Stored items
□ □ □ □ □ □ □

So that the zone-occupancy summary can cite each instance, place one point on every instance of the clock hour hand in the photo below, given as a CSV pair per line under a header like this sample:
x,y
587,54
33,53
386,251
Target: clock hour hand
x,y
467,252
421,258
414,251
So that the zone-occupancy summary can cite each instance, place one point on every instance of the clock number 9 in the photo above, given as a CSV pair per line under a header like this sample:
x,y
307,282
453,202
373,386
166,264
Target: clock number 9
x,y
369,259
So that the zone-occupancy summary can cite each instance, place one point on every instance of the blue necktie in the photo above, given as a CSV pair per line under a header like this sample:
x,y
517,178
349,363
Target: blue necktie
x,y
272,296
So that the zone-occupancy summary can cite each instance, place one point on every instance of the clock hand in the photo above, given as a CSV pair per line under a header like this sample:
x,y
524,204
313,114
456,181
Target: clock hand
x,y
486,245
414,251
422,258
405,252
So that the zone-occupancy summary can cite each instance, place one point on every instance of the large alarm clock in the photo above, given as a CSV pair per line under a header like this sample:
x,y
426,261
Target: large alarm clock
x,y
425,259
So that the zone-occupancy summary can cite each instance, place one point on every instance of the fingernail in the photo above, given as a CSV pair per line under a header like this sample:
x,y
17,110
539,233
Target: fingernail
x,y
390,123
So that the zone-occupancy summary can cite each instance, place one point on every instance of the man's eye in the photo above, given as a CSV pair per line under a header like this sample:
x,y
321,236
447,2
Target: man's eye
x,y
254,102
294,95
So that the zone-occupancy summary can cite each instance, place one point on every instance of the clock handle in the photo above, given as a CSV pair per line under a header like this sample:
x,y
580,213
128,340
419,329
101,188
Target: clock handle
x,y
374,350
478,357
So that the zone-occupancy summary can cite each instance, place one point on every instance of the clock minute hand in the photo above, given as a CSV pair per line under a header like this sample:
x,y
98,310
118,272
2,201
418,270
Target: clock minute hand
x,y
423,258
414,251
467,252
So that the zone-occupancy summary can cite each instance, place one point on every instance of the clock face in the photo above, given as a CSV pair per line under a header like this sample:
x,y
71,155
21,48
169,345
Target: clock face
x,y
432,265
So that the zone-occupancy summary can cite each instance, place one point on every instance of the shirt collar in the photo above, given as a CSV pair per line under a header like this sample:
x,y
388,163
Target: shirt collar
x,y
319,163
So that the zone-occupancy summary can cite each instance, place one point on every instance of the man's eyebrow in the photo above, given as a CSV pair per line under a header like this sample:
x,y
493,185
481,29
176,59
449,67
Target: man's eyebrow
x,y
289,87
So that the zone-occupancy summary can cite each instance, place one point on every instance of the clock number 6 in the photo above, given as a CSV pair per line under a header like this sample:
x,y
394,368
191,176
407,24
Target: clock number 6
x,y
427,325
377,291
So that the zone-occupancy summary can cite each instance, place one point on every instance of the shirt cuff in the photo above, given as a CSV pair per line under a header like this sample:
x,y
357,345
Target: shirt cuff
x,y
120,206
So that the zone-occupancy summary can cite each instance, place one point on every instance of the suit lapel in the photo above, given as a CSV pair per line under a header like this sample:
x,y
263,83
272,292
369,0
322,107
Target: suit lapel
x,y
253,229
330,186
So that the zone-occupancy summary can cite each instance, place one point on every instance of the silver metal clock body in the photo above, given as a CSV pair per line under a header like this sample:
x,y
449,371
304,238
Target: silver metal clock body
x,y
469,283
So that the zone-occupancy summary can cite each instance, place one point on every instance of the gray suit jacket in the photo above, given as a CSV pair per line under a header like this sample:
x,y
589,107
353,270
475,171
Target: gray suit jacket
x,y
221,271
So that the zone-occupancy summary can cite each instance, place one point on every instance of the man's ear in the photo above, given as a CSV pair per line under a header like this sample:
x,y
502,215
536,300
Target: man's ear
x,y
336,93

□ □ □ □ □ □ □

REQUIRED TASK:
From the line containing "number 6 in" down to the last line, reproduce the records exactly. Include both ends.

CORRECT RESULT:
So that the zone-occupancy summary can cite each instance, place one point on every instance of the clock number 6 in the photo above, given as a CSV pair per line under a header like this sample:
x,y
394,368
191,176
407,24
Target: clock number 6
x,y
427,325
377,291
So that the zone-occupancy summary can cite each instance, place one point on every instance of the shirt cuff in the photo above, given as a CSV pair per line under a header like this sample:
x,y
357,345
Target: shirt cuff
x,y
120,206
So that the zone-occupancy summary can cite each instance, place one point on every instance of the suit lapel in the photo above, given as a CSV pair per line under a header like this sample:
x,y
263,83
272,292
369,0
322,107
Target: suit lapel
x,y
253,229
330,186
So that the zone-occupancy summary can cite each instance, place one point on every instance of the silver metal clock body in the photo above, given as a CSV pair per line under a header like this sample:
x,y
449,371
304,238
Target: silver metal clock body
x,y
469,283
So that the zone-occupancy summary can cite each instance, place one point on every instance of the gray suit jacket in the photo above, given as a CSV pair per line under a header like this sample:
x,y
589,107
353,270
475,171
Target: gray suit jacket
x,y
221,271
So that the zone-occupancy summary can cite each instance, place one point on every instance of the man's ear in the photo above, given as a CSV pair per line under a header like this sample:
x,y
502,215
536,300
Target: man's ear
x,y
336,93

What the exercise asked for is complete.